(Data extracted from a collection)
· · · ·

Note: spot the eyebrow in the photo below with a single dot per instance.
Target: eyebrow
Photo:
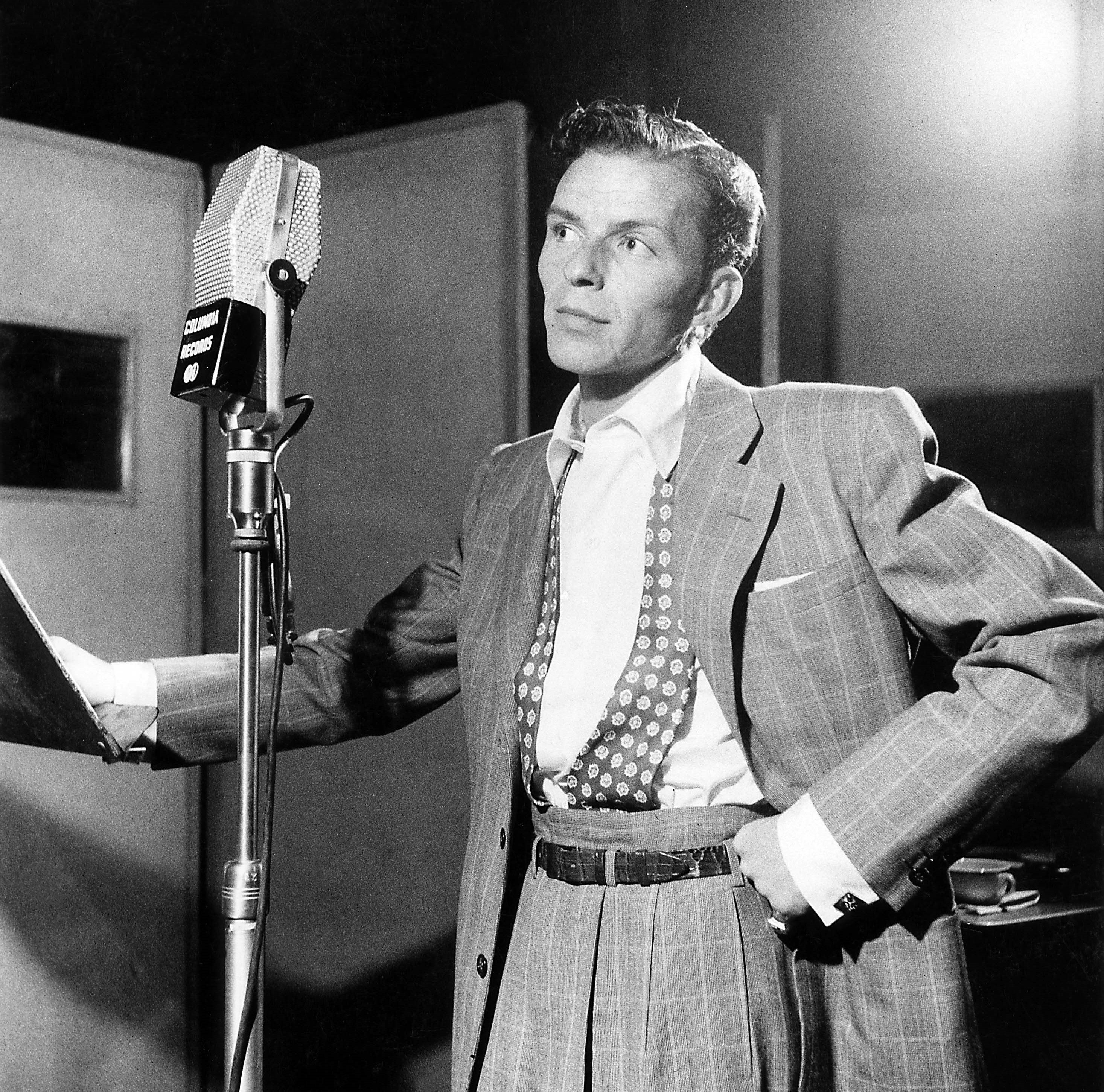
(560, 213)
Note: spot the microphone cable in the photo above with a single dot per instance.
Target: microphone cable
(280, 592)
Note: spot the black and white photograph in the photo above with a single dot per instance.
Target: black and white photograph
(552, 547)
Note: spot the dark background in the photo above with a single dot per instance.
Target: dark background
(882, 105)
(886, 106)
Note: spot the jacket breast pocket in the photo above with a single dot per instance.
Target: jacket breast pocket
(834, 581)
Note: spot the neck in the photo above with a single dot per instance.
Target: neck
(600, 395)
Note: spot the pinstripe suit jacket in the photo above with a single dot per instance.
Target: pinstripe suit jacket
(828, 479)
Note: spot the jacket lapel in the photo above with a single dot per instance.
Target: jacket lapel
(722, 514)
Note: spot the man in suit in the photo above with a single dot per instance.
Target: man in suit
(711, 814)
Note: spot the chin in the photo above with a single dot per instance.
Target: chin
(576, 359)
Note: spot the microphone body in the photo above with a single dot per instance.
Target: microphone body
(265, 210)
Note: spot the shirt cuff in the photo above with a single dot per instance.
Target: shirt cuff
(136, 685)
(823, 873)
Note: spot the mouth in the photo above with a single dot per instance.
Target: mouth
(580, 314)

· · · ·

WHAT YOU NEED TO DO
Without including any pictures, copy every line above exactly.

SOLUTION TO THIS TASK
Note: spot the eyebrow in the photo below with a single dot per instance.
Target: eyebrow
Photo:
(560, 213)
Note: spot the microphone cable in the photo above with a single dot per instance.
Target: microphone cable
(280, 592)
Note: spot the black and white photograph in the photo above with a single dot per instance.
Target: black and white photograph
(552, 547)
Note: spot the dark background in the photo above with a single dot per instance.
Target: dark background
(882, 105)
(886, 106)
Note: spot the jacket breast pocket in the photo above with a single dot per instance.
Target: jacket breast pocket
(834, 581)
Note: spot the neck in the photo above with a single dot per instance.
Target: neck
(600, 395)
Note: spot the pinstripe suit jacket in the photo above with a single dot per instance.
Target: pinstripe suit jacket
(828, 479)
Note: spot the jacket lapel in the photo above with a single dot per instance.
Target: jacket lapel
(722, 514)
Note: spot the man in suit in the photo above with a single dot per instance.
Target: man in suit
(711, 814)
Note: spot the chin in the photo above with a single dot per instance.
Target: chin
(576, 359)
Note: spot the microphone body in the photo above with a single dot per instance.
Target: microphone body
(265, 210)
Note: spot the shirt cuff in the photo above with a single dot per instance.
Target: shirt cuff
(136, 685)
(823, 873)
Note: spot the mouth in the photo above with a single dot per instance.
Target: mouth
(580, 314)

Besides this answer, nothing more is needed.